_Problem requirements:_ Throughout the listing below, change every "pixel coords" to "pixel coordinates" and leave all other text as it is. Give the lines back without the pictures.

_Information provided:_
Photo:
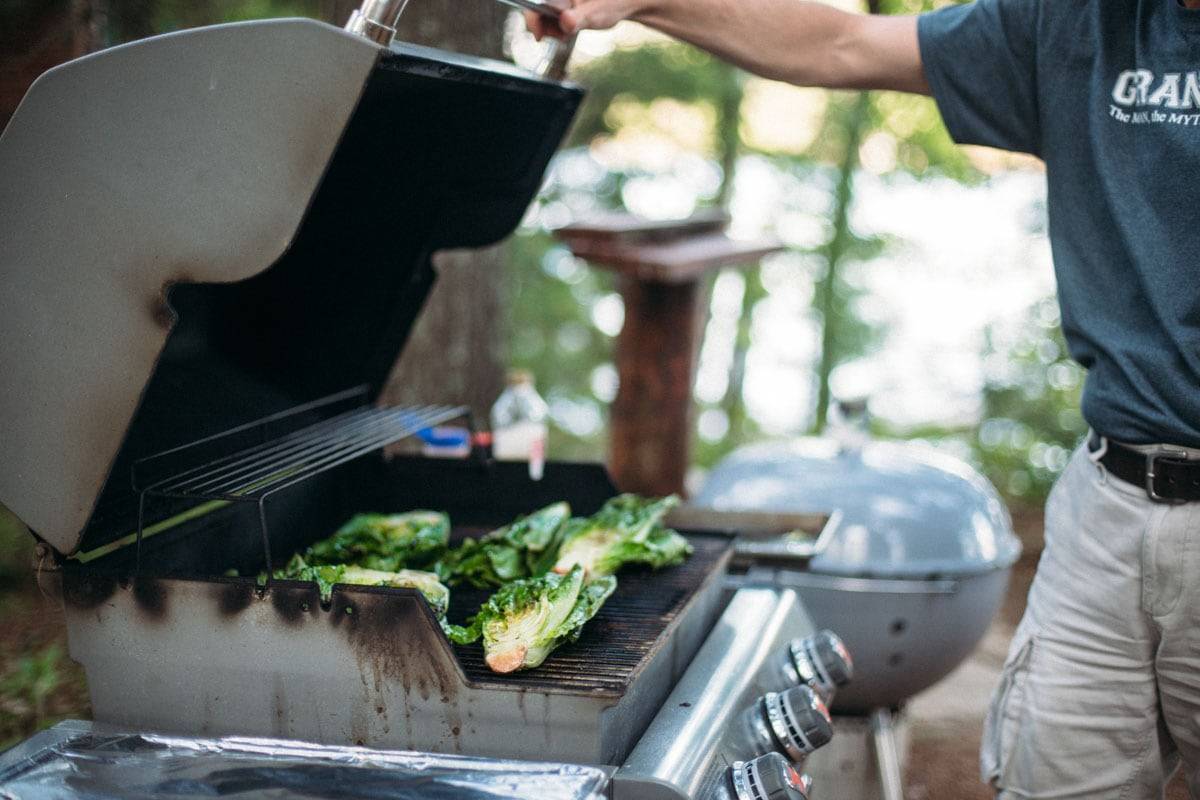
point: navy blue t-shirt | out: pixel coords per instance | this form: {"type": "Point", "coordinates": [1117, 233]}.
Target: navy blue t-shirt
{"type": "Point", "coordinates": [1108, 94]}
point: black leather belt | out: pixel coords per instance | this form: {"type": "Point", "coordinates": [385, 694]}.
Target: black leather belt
{"type": "Point", "coordinates": [1164, 473]}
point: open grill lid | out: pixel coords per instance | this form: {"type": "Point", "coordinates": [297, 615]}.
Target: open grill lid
{"type": "Point", "coordinates": [210, 227]}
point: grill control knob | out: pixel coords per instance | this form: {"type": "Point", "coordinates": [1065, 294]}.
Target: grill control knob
{"type": "Point", "coordinates": [768, 777]}
{"type": "Point", "coordinates": [795, 722]}
{"type": "Point", "coordinates": [820, 661]}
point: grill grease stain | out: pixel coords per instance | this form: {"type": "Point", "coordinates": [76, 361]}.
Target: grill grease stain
{"type": "Point", "coordinates": [87, 591]}
{"type": "Point", "coordinates": [293, 602]}
{"type": "Point", "coordinates": [234, 596]}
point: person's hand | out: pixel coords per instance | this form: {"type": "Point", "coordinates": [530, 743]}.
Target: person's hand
{"type": "Point", "coordinates": [583, 14]}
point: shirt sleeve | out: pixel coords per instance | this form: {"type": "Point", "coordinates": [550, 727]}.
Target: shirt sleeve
{"type": "Point", "coordinates": [981, 62]}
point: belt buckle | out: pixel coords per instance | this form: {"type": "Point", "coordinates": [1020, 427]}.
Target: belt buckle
{"type": "Point", "coordinates": [1152, 456]}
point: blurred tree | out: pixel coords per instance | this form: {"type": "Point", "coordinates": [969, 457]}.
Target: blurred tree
{"type": "Point", "coordinates": [36, 35]}
{"type": "Point", "coordinates": [1031, 419]}
{"type": "Point", "coordinates": [906, 128]}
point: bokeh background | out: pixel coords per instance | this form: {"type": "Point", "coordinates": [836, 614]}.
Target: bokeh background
{"type": "Point", "coordinates": [916, 274]}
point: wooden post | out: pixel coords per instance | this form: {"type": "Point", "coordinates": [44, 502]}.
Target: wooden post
{"type": "Point", "coordinates": [661, 269]}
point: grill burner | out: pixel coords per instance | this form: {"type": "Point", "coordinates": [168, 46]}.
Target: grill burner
{"type": "Point", "coordinates": [631, 626]}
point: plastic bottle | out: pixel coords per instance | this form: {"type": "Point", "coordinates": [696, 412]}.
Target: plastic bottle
{"type": "Point", "coordinates": [520, 423]}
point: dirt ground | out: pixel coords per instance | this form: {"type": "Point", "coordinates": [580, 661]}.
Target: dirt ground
{"type": "Point", "coordinates": [947, 720]}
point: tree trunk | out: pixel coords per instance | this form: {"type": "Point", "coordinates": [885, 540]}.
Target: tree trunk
{"type": "Point", "coordinates": [36, 35]}
{"type": "Point", "coordinates": [456, 353]}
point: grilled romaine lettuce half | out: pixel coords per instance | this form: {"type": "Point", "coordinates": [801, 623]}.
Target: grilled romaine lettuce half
{"type": "Point", "coordinates": [384, 541]}
{"type": "Point", "coordinates": [525, 548]}
{"type": "Point", "coordinates": [523, 621]}
{"type": "Point", "coordinates": [325, 576]}
{"type": "Point", "coordinates": [627, 530]}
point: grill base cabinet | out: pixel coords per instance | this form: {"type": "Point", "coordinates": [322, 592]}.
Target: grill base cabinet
{"type": "Point", "coordinates": [216, 242]}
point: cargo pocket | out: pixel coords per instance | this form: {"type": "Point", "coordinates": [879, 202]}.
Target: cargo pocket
{"type": "Point", "coordinates": [1008, 703]}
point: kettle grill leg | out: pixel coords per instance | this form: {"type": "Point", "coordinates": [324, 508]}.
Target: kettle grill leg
{"type": "Point", "coordinates": [887, 757]}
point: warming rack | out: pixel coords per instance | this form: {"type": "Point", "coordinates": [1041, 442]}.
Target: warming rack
{"type": "Point", "coordinates": [253, 462]}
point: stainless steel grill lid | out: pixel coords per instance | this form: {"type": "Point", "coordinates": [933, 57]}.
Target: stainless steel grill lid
{"type": "Point", "coordinates": [210, 227]}
{"type": "Point", "coordinates": [909, 511]}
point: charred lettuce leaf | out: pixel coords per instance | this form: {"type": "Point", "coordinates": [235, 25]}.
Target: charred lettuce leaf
{"type": "Point", "coordinates": [525, 548]}
{"type": "Point", "coordinates": [627, 530]}
{"type": "Point", "coordinates": [387, 542]}
{"type": "Point", "coordinates": [325, 576]}
{"type": "Point", "coordinates": [526, 620]}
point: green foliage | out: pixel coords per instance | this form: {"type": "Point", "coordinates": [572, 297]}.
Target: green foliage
{"type": "Point", "coordinates": [1031, 419]}
{"type": "Point", "coordinates": [643, 74]}
{"type": "Point", "coordinates": [28, 685]}
{"type": "Point", "coordinates": [551, 332]}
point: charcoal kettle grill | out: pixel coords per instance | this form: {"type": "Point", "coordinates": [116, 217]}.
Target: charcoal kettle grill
{"type": "Point", "coordinates": [216, 242]}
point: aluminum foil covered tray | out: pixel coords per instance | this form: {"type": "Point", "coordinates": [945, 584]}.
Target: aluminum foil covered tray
{"type": "Point", "coordinates": [73, 759]}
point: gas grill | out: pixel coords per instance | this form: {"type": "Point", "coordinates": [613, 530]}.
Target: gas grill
{"type": "Point", "coordinates": [192, 376]}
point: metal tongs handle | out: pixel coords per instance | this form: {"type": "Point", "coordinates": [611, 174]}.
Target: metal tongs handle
{"type": "Point", "coordinates": [537, 6]}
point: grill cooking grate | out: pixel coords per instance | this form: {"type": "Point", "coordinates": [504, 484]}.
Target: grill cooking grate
{"type": "Point", "coordinates": [634, 624]}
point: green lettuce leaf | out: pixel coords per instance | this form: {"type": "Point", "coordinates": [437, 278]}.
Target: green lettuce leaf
{"type": "Point", "coordinates": [388, 542]}
{"type": "Point", "coordinates": [526, 620]}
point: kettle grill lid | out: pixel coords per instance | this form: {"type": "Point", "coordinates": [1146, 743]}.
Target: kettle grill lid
{"type": "Point", "coordinates": [215, 226]}
{"type": "Point", "coordinates": [907, 510]}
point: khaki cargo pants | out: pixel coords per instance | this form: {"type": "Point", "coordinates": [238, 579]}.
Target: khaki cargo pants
{"type": "Point", "coordinates": [1101, 691]}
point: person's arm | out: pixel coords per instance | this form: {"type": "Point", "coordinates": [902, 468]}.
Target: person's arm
{"type": "Point", "coordinates": [805, 43]}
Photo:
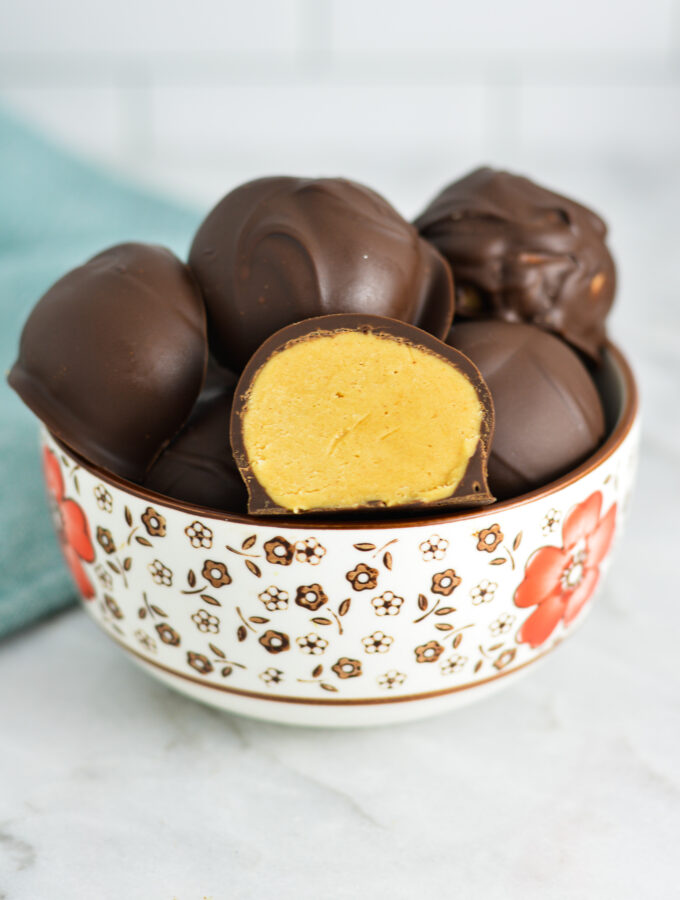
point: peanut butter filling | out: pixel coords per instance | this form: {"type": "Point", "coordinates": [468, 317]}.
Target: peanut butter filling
{"type": "Point", "coordinates": [342, 420]}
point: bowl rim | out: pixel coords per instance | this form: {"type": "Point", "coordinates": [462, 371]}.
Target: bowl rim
{"type": "Point", "coordinates": [622, 428]}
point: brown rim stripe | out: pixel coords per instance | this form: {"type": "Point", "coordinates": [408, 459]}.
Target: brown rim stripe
{"type": "Point", "coordinates": [610, 446]}
{"type": "Point", "coordinates": [311, 701]}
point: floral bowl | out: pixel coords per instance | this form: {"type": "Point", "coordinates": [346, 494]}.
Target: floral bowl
{"type": "Point", "coordinates": [355, 623]}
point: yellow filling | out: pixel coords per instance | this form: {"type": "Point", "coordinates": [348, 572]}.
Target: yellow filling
{"type": "Point", "coordinates": [339, 420]}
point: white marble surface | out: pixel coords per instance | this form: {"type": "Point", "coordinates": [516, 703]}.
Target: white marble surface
{"type": "Point", "coordinates": [565, 786]}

_Output for this task:_
Photo:
point: navy blue t-shirt | out: pixel coordinates per instance | this form: {"type": "Point", "coordinates": [1117, 233]}.
Target: navy blue t-shirt
{"type": "Point", "coordinates": [1108, 94]}
point: black leather belt | out: pixel coordinates per instance | this form: {"type": "Point", "coordinates": [385, 694]}.
Target: black leather belt
{"type": "Point", "coordinates": [1164, 473]}
point: open grill lid | out: pixel coordinates per instance | this form: {"type": "Point", "coordinates": [297, 615]}.
Target: open grill lid
{"type": "Point", "coordinates": [210, 227]}
point: grill control knob | out: pixel coordinates per instance | this form: {"type": "Point", "coordinates": [1065, 294]}.
Target: grill control knob
{"type": "Point", "coordinates": [768, 777]}
{"type": "Point", "coordinates": [795, 722]}
{"type": "Point", "coordinates": [820, 661]}
point: grill grease stain | out: pixel coordinates per instance | this form: {"type": "Point", "coordinates": [76, 361]}.
Target: grill grease stain
{"type": "Point", "coordinates": [87, 591]}
{"type": "Point", "coordinates": [293, 602]}
{"type": "Point", "coordinates": [234, 596]}
point: person's hand | out: pixel coordinates per instance | this form: {"type": "Point", "coordinates": [530, 743]}.
Target: person's hand
{"type": "Point", "coordinates": [583, 14]}
point: shirt sleeve | out: pixel coordinates per instance | this form: {"type": "Point", "coordinates": [550, 727]}.
Target: shirt sleeve
{"type": "Point", "coordinates": [981, 62]}
point: belt buckle | out: pixel coordinates per instance | this form: {"type": "Point", "coordinates": [1020, 427]}.
Target: belt buckle
{"type": "Point", "coordinates": [1152, 456]}
point: blurred tree | out: pixel coordinates per instance | this form: {"type": "Point", "coordinates": [969, 457]}.
Target: blurred tree
{"type": "Point", "coordinates": [36, 35]}
{"type": "Point", "coordinates": [1031, 419]}
{"type": "Point", "coordinates": [906, 128]}
point: bokeh background | out: pixel coordinates per instance | this form: {"type": "Point", "coordinates": [836, 614]}.
Target: bokeh background
{"type": "Point", "coordinates": [916, 274]}
point: wooden post | out: pixel coordinates per instance | this form: {"type": "Point", "coordinates": [44, 502]}.
Target: wooden post
{"type": "Point", "coordinates": [661, 269]}
point: grill burner | out: pixel coordinates per instance | this form: {"type": "Point", "coordinates": [168, 46]}.
Target: grill burner
{"type": "Point", "coordinates": [631, 626]}
point: plastic bottle | out: pixel coordinates per instance | this form: {"type": "Point", "coordinates": [696, 412]}.
Target: plastic bottle
{"type": "Point", "coordinates": [520, 423]}
point: dirt ground | out: pixel coordinates per instance | this form: {"type": "Point", "coordinates": [580, 661]}.
Target: dirt ground
{"type": "Point", "coordinates": [947, 720]}
point: tree trunk | out: pixel coordinates per instance | this form: {"type": "Point", "coordinates": [885, 540]}.
Target: tree trunk
{"type": "Point", "coordinates": [36, 35]}
{"type": "Point", "coordinates": [456, 353]}
point: grilled romaine lettuce half | out: pixel coordinates per instance | this form: {"type": "Point", "coordinates": [801, 623]}.
Target: grilled romaine lettuce half
{"type": "Point", "coordinates": [384, 541]}
{"type": "Point", "coordinates": [525, 548]}
{"type": "Point", "coordinates": [523, 621]}
{"type": "Point", "coordinates": [325, 576]}
{"type": "Point", "coordinates": [627, 530]}
point: grill base cabinet | out: pixel coordinates per instance | this form: {"type": "Point", "coordinates": [322, 592]}.
Target: grill base cabinet
{"type": "Point", "coordinates": [216, 242]}
point: cargo pocket | out: pixel coordinates per instance | this form: {"type": "Point", "coordinates": [879, 202]}.
Target: cargo pocket
{"type": "Point", "coordinates": [1008, 703]}
point: kettle grill leg | out: pixel coordinates per instance | this form: {"type": "Point", "coordinates": [324, 508]}.
Target: kettle grill leg
{"type": "Point", "coordinates": [887, 757]}
point: warming rack | out: pixel coordinates per instance | this form: {"type": "Point", "coordinates": [1041, 442]}.
Target: warming rack
{"type": "Point", "coordinates": [253, 462]}
point: stainless steel grill lid | out: pixel coordinates per instance | this form: {"type": "Point", "coordinates": [933, 57]}.
Target: stainless steel grill lid
{"type": "Point", "coordinates": [210, 227]}
{"type": "Point", "coordinates": [909, 511]}
point: charred lettuce leaf | out: pixel coordinates per instance | this form: {"type": "Point", "coordinates": [235, 25]}.
Target: charred lettuce leaf
{"type": "Point", "coordinates": [525, 548]}
{"type": "Point", "coordinates": [627, 530]}
{"type": "Point", "coordinates": [387, 542]}
{"type": "Point", "coordinates": [325, 576]}
{"type": "Point", "coordinates": [526, 620]}
point: green foliage | out: pixel coordinates per instance | this form: {"type": "Point", "coordinates": [572, 297]}.
Target: green foliage
{"type": "Point", "coordinates": [1031, 419]}
{"type": "Point", "coordinates": [643, 74]}
{"type": "Point", "coordinates": [28, 685]}
{"type": "Point", "coordinates": [551, 332]}
point: charcoal kettle grill | out: pixel coordinates per instance | this form: {"type": "Point", "coordinates": [116, 217]}.
Target: charcoal kettle grill
{"type": "Point", "coordinates": [216, 242]}
point: aluminum foil covered tray | out: pixel coordinates per instance | this form: {"type": "Point", "coordinates": [945, 584]}.
Target: aluminum foil covered tray
{"type": "Point", "coordinates": [73, 759]}
point: gas grill | out: pixel coordinates per instance | this form: {"type": "Point", "coordinates": [613, 530]}.
Target: gas grill
{"type": "Point", "coordinates": [192, 376]}
point: metal tongs handle | out: pixel coordinates per instance | this form: {"type": "Point", "coordinates": [611, 174]}.
Target: metal tongs handle
{"type": "Point", "coordinates": [537, 6]}
point: grill cooking grate | out: pixel coordinates per instance | this form: {"type": "Point", "coordinates": [504, 484]}.
Target: grill cooking grate
{"type": "Point", "coordinates": [634, 624]}
point: green lettuce leaf | out: pixel coordinates per instance | this form: {"type": "Point", "coordinates": [437, 278]}.
Target: green lettuce leaf
{"type": "Point", "coordinates": [388, 542]}
{"type": "Point", "coordinates": [526, 620]}
point: kettle grill lid | out: pixel coordinates per instance | this form: {"type": "Point", "coordinates": [1146, 743]}.
Target: kettle grill lid
{"type": "Point", "coordinates": [215, 226]}
{"type": "Point", "coordinates": [907, 510]}
point: khaki cargo pants | out: pixel coordinates per instance | this form: {"type": "Point", "coordinates": [238, 579]}.
Target: khaki cargo pants
{"type": "Point", "coordinates": [1101, 691]}
point: person's arm | out: pixel coordinates per instance | this form: {"type": "Point", "coordinates": [902, 468]}.
Target: person's arm
{"type": "Point", "coordinates": [805, 43]}
Photo:
point: peanut butter filling | out: pixel coordinates per instance | this form: {"type": "Point", "coordinates": [468, 317]}.
Target: peanut butter filling
{"type": "Point", "coordinates": [342, 420]}
point: bowl rim | out: pixel coordinates per instance | this form: {"type": "Point", "coordinates": [462, 371]}.
Target: bowl rim
{"type": "Point", "coordinates": [622, 428]}
point: brown rim stripe | out: pixel coordinates per instance | this form: {"type": "Point", "coordinates": [408, 459]}.
Target: brown rim stripe
{"type": "Point", "coordinates": [610, 446]}
{"type": "Point", "coordinates": [311, 701]}
point: floral bowl | out: pixel coordinates per instance | this form: {"type": "Point", "coordinates": [346, 494]}.
Target: floral bowl
{"type": "Point", "coordinates": [355, 623]}
point: yellow filling | out: pixel coordinates per instance | this form: {"type": "Point", "coordinates": [348, 572]}.
Target: yellow filling
{"type": "Point", "coordinates": [339, 420]}
point: white marble surface | out: pixel coordinates per instance | this form: {"type": "Point", "coordinates": [516, 703]}.
Target: white marble surface
{"type": "Point", "coordinates": [565, 786]}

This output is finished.